▶ Problem to work on
Determine how many lines in the records below contain the string "steel", and state only that number.

-- start Extracted material --

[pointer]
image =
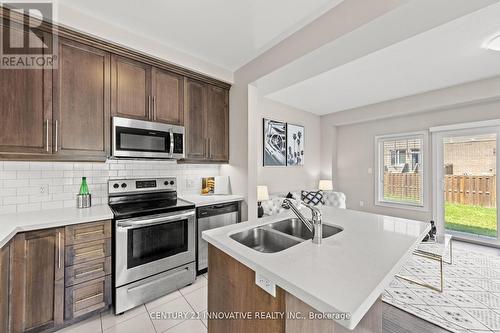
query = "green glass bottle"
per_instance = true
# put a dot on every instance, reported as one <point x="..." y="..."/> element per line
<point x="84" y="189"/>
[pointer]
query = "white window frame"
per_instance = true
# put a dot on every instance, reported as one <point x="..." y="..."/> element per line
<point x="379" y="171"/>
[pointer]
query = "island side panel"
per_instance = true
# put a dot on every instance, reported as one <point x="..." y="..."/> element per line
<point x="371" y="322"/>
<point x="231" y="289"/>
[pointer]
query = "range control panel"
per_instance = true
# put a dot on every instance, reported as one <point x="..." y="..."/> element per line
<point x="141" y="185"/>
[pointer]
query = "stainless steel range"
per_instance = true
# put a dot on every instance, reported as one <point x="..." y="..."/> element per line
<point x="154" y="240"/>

-- end Extracted material --
-- start Extracted material --

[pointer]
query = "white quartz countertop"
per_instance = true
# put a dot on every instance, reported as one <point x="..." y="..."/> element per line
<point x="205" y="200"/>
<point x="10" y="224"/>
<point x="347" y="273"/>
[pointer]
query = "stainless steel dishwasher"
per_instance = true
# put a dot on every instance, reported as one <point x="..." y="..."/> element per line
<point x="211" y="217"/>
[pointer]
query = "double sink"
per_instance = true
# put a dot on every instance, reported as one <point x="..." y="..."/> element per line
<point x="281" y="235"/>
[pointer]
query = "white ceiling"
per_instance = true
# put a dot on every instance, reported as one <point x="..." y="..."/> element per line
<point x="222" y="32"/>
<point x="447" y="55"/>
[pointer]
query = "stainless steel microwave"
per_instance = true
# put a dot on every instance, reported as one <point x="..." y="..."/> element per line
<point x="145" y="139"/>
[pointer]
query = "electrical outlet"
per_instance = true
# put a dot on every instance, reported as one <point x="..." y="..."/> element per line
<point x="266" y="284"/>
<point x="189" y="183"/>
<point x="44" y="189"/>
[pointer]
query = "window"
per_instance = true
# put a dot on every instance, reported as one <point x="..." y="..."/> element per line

-- end Extracted material --

▶ Written reply
3